| Directions for this task |
Skip any picture you find and retype all the remaining lines exactly.

-- begin Records supplied --

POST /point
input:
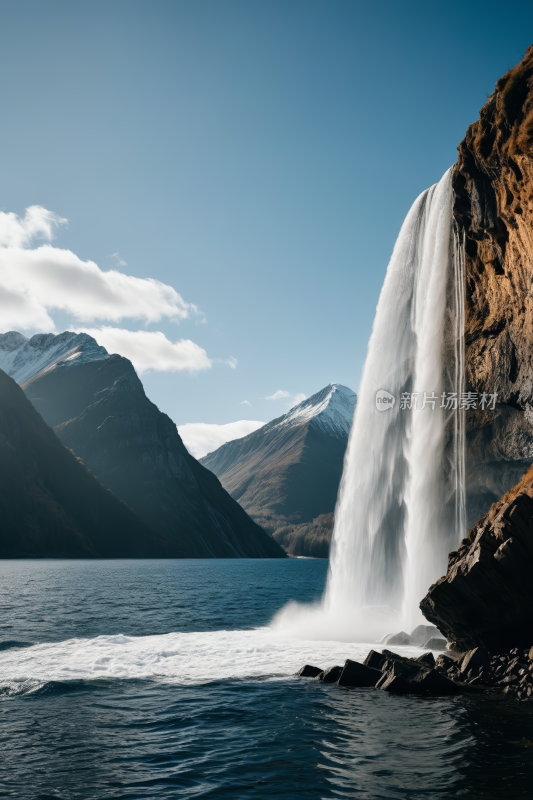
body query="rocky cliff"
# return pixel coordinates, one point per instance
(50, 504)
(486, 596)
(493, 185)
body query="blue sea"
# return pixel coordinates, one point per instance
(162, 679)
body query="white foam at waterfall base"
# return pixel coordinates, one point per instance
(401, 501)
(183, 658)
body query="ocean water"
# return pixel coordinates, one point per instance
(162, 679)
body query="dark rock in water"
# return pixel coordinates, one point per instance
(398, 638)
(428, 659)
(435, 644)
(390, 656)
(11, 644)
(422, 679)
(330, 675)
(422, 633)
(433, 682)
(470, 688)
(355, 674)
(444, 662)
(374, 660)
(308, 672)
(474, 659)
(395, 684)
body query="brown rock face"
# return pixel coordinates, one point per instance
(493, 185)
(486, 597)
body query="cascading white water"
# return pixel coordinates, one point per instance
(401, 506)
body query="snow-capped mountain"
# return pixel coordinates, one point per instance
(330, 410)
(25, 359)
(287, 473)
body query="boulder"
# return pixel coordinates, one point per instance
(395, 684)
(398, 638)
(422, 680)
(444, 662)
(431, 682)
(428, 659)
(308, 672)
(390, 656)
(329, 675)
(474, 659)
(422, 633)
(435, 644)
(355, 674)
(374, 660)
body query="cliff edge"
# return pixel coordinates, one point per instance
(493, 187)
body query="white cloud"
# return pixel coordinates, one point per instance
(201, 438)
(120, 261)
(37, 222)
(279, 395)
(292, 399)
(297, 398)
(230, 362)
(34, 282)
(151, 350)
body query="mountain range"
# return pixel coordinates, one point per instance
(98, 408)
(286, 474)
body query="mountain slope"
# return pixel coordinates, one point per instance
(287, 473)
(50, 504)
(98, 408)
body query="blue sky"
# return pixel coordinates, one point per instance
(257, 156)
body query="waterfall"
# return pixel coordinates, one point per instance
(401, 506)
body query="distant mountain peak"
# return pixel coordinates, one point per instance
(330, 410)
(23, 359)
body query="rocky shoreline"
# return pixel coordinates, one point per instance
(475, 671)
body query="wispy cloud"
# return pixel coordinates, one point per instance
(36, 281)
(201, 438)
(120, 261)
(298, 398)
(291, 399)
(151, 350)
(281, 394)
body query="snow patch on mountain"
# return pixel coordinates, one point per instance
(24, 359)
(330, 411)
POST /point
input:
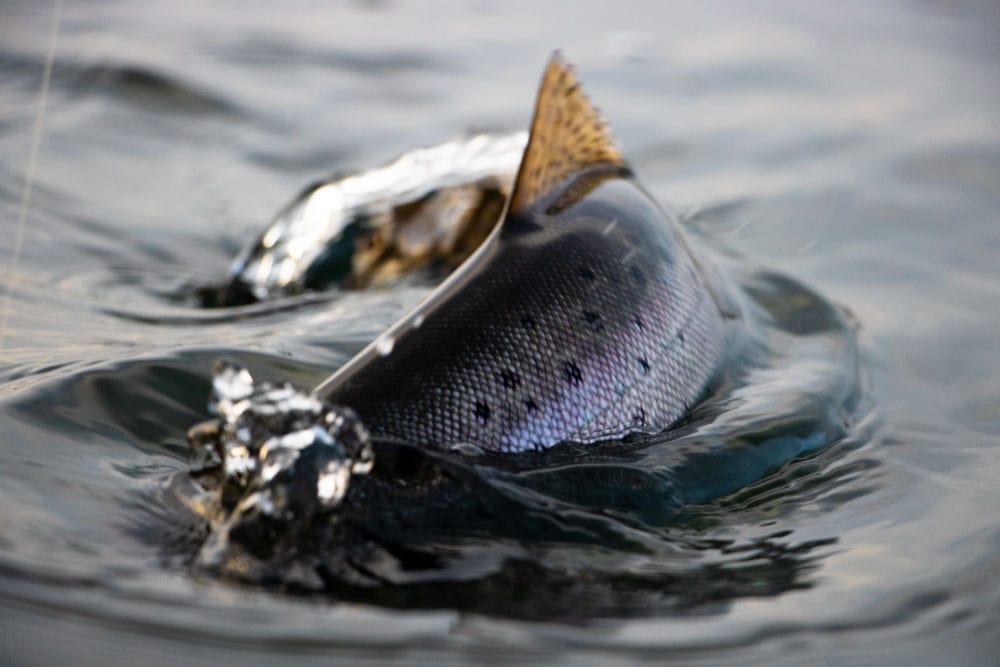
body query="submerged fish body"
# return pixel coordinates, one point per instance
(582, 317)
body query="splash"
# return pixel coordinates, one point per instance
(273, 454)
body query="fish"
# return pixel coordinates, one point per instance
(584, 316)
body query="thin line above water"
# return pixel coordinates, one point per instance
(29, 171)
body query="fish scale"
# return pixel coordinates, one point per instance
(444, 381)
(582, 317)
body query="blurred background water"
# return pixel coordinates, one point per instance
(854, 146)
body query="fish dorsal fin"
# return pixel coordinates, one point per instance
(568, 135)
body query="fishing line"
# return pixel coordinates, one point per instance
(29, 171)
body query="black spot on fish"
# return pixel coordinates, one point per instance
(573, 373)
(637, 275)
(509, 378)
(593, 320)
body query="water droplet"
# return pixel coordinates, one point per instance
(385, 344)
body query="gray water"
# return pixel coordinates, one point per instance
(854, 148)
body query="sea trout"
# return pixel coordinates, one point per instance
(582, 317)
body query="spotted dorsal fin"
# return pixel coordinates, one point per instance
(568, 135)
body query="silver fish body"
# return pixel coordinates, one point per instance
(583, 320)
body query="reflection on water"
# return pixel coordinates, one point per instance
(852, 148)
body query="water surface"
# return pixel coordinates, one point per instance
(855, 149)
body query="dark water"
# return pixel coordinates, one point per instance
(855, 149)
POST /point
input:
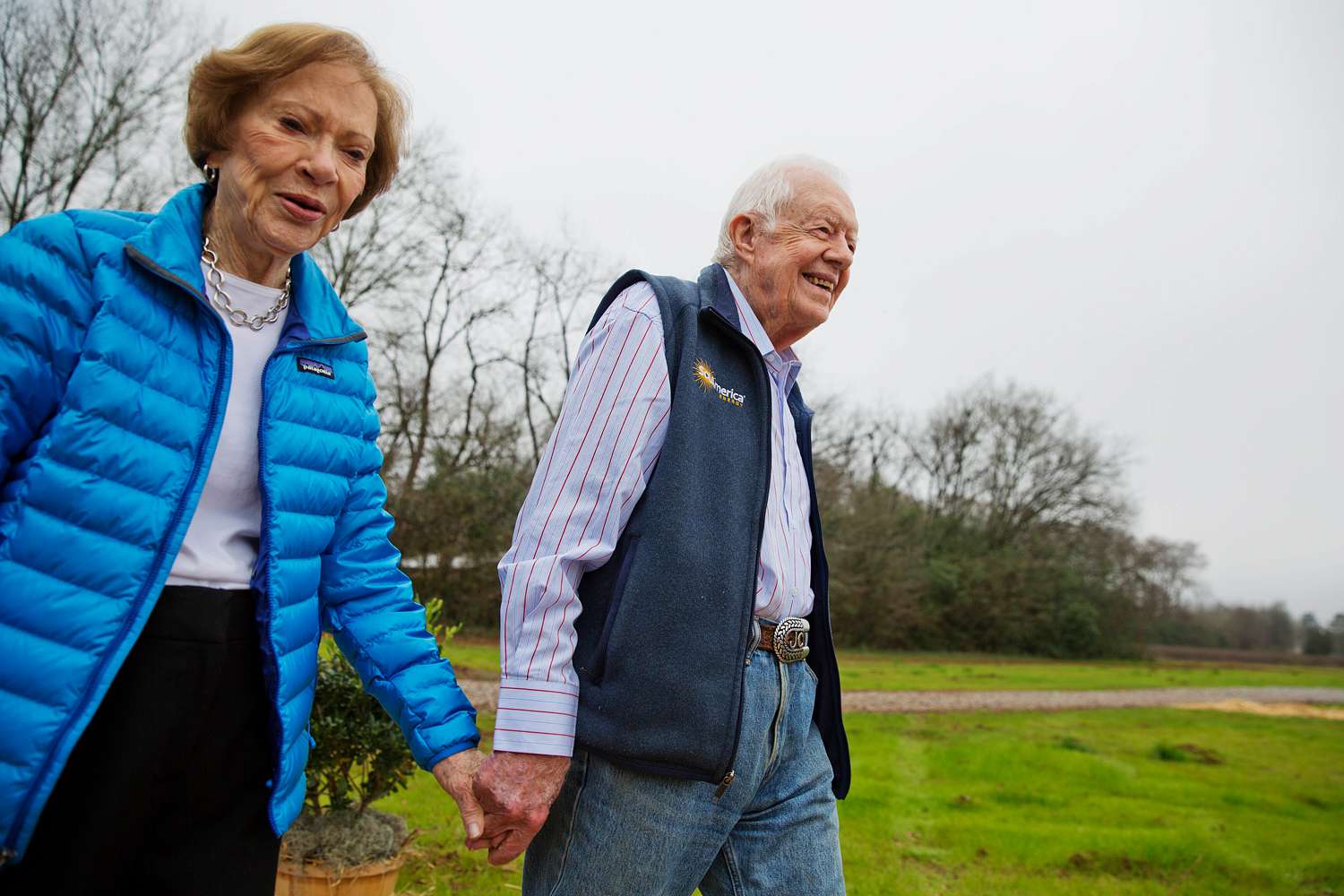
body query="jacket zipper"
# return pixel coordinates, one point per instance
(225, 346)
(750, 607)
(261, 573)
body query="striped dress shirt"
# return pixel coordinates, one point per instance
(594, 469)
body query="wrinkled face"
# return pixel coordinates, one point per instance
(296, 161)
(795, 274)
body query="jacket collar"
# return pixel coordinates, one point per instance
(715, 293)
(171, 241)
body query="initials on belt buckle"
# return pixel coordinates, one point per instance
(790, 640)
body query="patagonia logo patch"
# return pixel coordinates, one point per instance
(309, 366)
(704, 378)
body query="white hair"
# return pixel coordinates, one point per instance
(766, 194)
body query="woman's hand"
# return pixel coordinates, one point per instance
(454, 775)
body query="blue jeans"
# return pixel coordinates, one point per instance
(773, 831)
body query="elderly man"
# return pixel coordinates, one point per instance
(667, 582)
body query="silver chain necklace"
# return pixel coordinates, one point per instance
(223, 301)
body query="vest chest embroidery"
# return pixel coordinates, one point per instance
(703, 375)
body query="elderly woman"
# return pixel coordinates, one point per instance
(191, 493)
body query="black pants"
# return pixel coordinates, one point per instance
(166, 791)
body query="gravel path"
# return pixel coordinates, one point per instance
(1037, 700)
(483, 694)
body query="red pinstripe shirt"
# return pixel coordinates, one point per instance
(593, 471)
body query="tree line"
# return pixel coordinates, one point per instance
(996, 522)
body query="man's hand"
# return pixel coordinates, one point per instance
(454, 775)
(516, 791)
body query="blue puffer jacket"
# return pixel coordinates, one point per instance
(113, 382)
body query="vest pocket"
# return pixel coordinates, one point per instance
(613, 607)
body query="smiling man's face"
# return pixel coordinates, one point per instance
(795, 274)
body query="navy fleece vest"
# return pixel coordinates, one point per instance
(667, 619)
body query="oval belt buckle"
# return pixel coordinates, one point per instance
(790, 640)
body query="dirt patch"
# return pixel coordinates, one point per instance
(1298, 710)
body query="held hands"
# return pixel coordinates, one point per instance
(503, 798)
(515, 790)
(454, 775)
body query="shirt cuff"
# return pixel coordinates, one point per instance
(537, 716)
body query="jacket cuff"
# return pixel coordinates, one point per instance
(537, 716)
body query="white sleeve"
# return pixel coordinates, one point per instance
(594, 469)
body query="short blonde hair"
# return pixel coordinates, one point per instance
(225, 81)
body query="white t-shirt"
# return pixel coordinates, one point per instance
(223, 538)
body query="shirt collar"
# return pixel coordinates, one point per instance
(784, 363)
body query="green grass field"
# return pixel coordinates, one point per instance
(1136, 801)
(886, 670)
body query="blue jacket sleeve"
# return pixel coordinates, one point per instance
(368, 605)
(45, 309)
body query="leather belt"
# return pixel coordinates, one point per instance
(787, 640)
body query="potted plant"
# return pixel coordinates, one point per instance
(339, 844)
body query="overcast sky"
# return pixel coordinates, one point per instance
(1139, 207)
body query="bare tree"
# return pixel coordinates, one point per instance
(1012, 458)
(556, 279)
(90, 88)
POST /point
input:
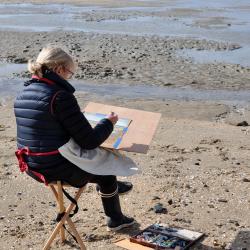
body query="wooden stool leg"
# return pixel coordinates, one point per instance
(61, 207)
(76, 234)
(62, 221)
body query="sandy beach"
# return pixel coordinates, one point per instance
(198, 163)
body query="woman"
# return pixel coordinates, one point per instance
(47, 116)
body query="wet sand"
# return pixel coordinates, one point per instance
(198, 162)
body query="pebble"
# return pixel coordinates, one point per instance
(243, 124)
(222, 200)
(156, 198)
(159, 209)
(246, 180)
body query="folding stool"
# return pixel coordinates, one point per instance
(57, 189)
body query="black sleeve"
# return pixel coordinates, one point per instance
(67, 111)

-- end Records supplied --

| Reply |
POST /point
input:
body query="rocky cliff"
# return pixel coordinates, one point per instance
(50, 504)
(486, 596)
(493, 185)
body query="blue sea"
# return pixel coordinates, one point per instance
(162, 679)
body query="white foam at waterfall base"
# return pixel coordinates, one point per instance
(401, 501)
(183, 658)
body query="ocean water"
# return pixel coordinates, one point per instance
(162, 679)
body query="dark rock in water"
# return pixel coordinates, one point per instance
(398, 638)
(428, 659)
(435, 644)
(390, 656)
(11, 644)
(422, 679)
(330, 675)
(422, 633)
(433, 682)
(470, 688)
(355, 674)
(444, 662)
(374, 660)
(308, 672)
(474, 659)
(395, 684)
body query="brown rock face"
# return pixel coordinates, one point per instance
(493, 185)
(486, 597)
body query="cascading white water"
# return pixel coordinates, one point per instance
(401, 506)
body query="snow-capped mountain"
# return pixel coordinates, one point per instance
(330, 410)
(25, 359)
(287, 473)
body query="boulder"
# return pixel coordinates, one point per instance
(395, 684)
(398, 638)
(422, 680)
(444, 662)
(431, 682)
(428, 659)
(308, 672)
(390, 656)
(329, 675)
(474, 659)
(422, 633)
(435, 644)
(355, 674)
(374, 660)
body query="cliff edge"
# return pixel coordinates, one point per instance
(493, 187)
body query="white cloud"
# return pixel coordinates, one point per instance
(201, 438)
(120, 261)
(37, 222)
(279, 395)
(292, 399)
(297, 398)
(230, 362)
(34, 282)
(151, 350)
body query="mountain range"
# return pixel coordinates, one point per instance
(98, 408)
(286, 474)
body query="mountain slope"
# return pixel coordinates, one point per instance
(287, 473)
(50, 504)
(98, 408)
body query="blue sky"
# return pixel coordinates, one point per instance
(257, 156)
body query="waterfall"
# return pixel coordinates, one point per instance
(401, 506)
body query="distant mountain peak"
# return pixel coordinates, one point per instance
(330, 410)
(23, 359)
body query="rocky shoreline"
# return pixel coordinates, one point per instance
(475, 671)
body query="wispy cloud"
# return pixel coordinates, one point per instance
(36, 281)
(201, 438)
(120, 261)
(298, 398)
(291, 399)
(151, 350)
(281, 394)
body query="snow patch on mountain"
# return pixel coordinates, one point per instance
(24, 359)
(330, 411)
POST /point
input:
body query="submerged fish body"
# return pixel coordinates, one point per instance
(582, 317)
body query="splash"
# return pixel coordinates, one point per instance
(273, 454)
body query="fish"
# return pixel coordinates, one point per instance
(584, 316)
body query="thin line above water"
# return pixel coordinates, one point per instance
(29, 171)
body query="fish scale"
# return pixel coordinates, one point per instance
(444, 381)
(582, 317)
body query="blurred background water"
# return pixel coordinates, one point per instance
(854, 146)
body query="fish dorsal fin"
# return pixel coordinates, one point per instance
(568, 135)
body query="fishing line"
# return pixel coordinates, one point per instance
(29, 171)
body query="black spot on fish"
# return pixel coordinates, one point per instance
(573, 373)
(637, 275)
(509, 378)
(593, 320)
body query="water droplet"
# return pixel coordinates, one point per instance
(385, 344)
body query="gray water"
# return pixel coordinates, one point per instance
(854, 148)
body query="sea trout"
# return pixel coordinates, one point per instance
(582, 317)
body query="spotted dorsal fin"
# return pixel coordinates, one point per instance
(568, 135)
body query="silver fish body"
# return pixel coordinates, one point per instance
(583, 320)
body query="reflection on water"
# return pixel coordinates, one point per instance
(852, 148)
body query="water surface"
# return pixel coordinates, one point per instance
(855, 149)
body query="dark water"
# return pixel coordinates, one point per instance
(855, 149)
POST /point
input:
body query="jacket zipper"
# return pixel coordinates, one point per instance
(225, 346)
(750, 607)
(261, 573)
body query="striped dress shirt"
# return pixel coordinates, one point per instance
(594, 469)
body query="wrinkled face"
# return pixel coordinates, one point per instance
(296, 161)
(795, 274)
body query="jacket collar"
# return pixel coordinates, one point per instance
(715, 293)
(171, 241)
body query="initials on belt buckle"
# return pixel coordinates, one point per instance
(790, 640)
body query="patagonia logo patch"
# return pixel coordinates, one point per instance
(309, 366)
(704, 378)
body query="white hair"
# return pixel coordinates, one point per instance
(766, 194)
body query="woman's hand"
# return pixel coordinates, one point per instance
(454, 775)
body query="blue jeans"
# return pixel coordinates, one point per instance
(773, 831)
body query="elderly man"
# return pixel coordinates, one point per instance
(667, 582)
body query="silver chain necklace"
# return pixel coordinates, one point per instance
(223, 301)
body query="vest chest embroidery"
# return pixel coordinates, one point per instance
(703, 375)
body query="elderly woman"
# return pixel coordinates, one point per instance
(191, 493)
body query="black pants"
# return pixel coordinates, one point per instance
(166, 791)
body query="gravel path"
# return pixel coordinates, one point per instance
(1037, 700)
(483, 694)
body query="red pinstripe shirt"
# return pixel coordinates, one point per instance
(593, 471)
body query="tree line"
# return pixel coordinates, one point per instance
(996, 522)
body query="man's hand"
# return pixel coordinates, one point per instance
(454, 775)
(516, 791)
body query="blue puffer jacket"
# return pixel coordinates, one point per instance
(113, 382)
body query="vest pocket"
# return pixel coordinates, one point per instance
(613, 607)
body query="smiling man's face"
# return pixel coordinates, one point per instance
(795, 274)
body query="navy fleece vest"
# return pixel coordinates, one point per instance
(667, 619)
body query="oval belt buckle"
# return pixel coordinates, one point per instance
(790, 640)
body query="dirt patch"
# return pixel coordinates, one point per instance
(1298, 710)
body query="held hands"
# return pixel coordinates, one point per instance
(503, 798)
(515, 790)
(454, 775)
body query="shirt cuff"
# return pixel coordinates, one point per instance
(537, 716)
body query="jacket cuff"
# return pixel coordinates, one point per instance
(537, 716)
body query="white sleeve"
# return pixel coordinates, one point per instance
(594, 469)
body query="short blonde hair"
# return pixel coordinates, one point per instance
(225, 81)
body query="white t-shirt"
# return pixel coordinates, one point per instance
(223, 538)
body query="shirt collar"
# return pixel coordinates, one point per instance
(784, 363)
body query="green grass field"
# return pixel coordinates, one point per instance
(1136, 801)
(886, 670)
body query="blue jacket sleeve"
# return pixel coordinates, one point per instance
(368, 605)
(45, 309)
body query="leather belt"
# return pixel coordinates, one point per instance
(787, 640)
body query="potted plant"
# return pixel coordinates, one point per instance
(339, 844)
body query="overcast sky"
# return pixel coordinates, one point per instance
(1139, 207)
body query="bare tree"
# return pixel coordinates, one point per instance
(1012, 458)
(556, 279)
(90, 88)
POST /point
input:
body query="wooden stool leg"
# return pixel coordinates, one point per instance
(61, 207)
(76, 234)
(62, 221)
body query="sandy beach"
# return pixel coordinates, one point per instance
(198, 163)
body query="woman"
# return pixel coordinates, one point per instance
(47, 116)
body query="wet sand"
# return pixel coordinates, one point per instance
(198, 162)
body query="pebble"
# return pixel coordinates, one point per instance
(243, 124)
(222, 200)
(156, 198)
(159, 209)
(246, 180)
body query="folding stool"
# return pixel coordinates, one point per instance
(57, 189)
body query="black sleeve"
# return pixel coordinates, one point per instance
(67, 111)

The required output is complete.